▸ **Exercise directions**
Lay out everything in the records from the line containing "Reviewer note: check that each instance of the child's head" down to and including the line containing "Query: black belt" as a JSON list of strings, one string per line. Skip blank lines and leave the pictures out.

(Excerpts of pointing data)
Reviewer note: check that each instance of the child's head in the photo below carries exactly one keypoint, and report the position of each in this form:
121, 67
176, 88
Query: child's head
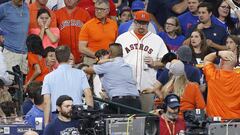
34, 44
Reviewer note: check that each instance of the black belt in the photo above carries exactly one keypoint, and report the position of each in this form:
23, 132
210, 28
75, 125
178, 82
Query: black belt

---

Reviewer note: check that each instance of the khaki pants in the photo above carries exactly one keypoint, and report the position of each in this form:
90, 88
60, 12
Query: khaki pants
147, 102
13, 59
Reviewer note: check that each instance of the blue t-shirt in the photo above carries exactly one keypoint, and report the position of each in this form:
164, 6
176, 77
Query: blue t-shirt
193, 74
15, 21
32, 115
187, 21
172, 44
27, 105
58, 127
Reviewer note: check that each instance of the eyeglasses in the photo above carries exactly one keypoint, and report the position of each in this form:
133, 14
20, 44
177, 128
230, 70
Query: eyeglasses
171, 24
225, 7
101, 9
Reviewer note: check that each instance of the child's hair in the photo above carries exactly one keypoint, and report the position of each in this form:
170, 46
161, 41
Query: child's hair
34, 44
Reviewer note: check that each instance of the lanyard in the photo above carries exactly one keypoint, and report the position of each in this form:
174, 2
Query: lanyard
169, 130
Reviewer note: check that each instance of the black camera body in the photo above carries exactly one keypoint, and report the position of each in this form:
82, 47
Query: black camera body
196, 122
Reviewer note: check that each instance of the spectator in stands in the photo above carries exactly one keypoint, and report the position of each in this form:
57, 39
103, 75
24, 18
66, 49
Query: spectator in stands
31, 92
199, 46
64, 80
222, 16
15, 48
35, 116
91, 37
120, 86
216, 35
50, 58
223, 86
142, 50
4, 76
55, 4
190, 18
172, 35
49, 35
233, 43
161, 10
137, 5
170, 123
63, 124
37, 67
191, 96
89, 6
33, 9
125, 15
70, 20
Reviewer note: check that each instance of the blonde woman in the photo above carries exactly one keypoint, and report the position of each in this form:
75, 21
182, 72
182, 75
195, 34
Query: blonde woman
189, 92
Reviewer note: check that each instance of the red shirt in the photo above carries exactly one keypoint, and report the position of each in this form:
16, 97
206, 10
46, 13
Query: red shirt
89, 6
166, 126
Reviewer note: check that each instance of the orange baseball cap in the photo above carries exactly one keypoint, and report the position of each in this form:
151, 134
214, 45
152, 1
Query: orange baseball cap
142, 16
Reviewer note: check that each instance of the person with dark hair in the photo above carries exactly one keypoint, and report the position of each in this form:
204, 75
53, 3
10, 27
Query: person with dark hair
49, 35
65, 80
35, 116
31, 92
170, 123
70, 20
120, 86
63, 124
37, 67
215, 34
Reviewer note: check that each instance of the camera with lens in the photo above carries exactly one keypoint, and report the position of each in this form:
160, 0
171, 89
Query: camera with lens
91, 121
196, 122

--

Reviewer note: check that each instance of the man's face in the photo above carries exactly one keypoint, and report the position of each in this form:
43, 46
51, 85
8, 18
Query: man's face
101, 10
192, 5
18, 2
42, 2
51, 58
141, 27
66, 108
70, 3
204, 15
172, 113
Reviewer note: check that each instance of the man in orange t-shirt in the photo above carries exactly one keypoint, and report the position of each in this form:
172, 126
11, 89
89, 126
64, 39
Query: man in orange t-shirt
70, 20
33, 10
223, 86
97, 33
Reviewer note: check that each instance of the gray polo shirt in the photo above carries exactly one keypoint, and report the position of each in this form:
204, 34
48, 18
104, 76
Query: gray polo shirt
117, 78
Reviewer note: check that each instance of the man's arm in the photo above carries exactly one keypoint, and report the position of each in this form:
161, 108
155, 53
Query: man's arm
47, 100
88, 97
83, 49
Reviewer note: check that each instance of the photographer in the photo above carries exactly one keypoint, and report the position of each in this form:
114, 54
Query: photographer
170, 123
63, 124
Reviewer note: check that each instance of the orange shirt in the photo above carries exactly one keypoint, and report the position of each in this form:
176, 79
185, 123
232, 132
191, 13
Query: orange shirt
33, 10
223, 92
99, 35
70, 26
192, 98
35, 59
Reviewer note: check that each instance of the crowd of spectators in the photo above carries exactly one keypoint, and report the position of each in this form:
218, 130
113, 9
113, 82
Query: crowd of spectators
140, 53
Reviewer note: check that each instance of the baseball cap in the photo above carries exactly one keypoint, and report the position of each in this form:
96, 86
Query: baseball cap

▸ **Exercise answer**
[
  "Reviewer note: check that each instance of the child's head in the photo below carries exactly one keypoint, and report the position of each in this form:",
  "121, 67",
  "176, 88",
  "Query: child's head",
  "34, 44",
  "Reviewer note: check that each instance of the black belt in the photo above carries exactly one keypoint, and report the position of each in this form:",
  "23, 132",
  "210, 28",
  "75, 125",
  "178, 82",
  "Query: black belt"
]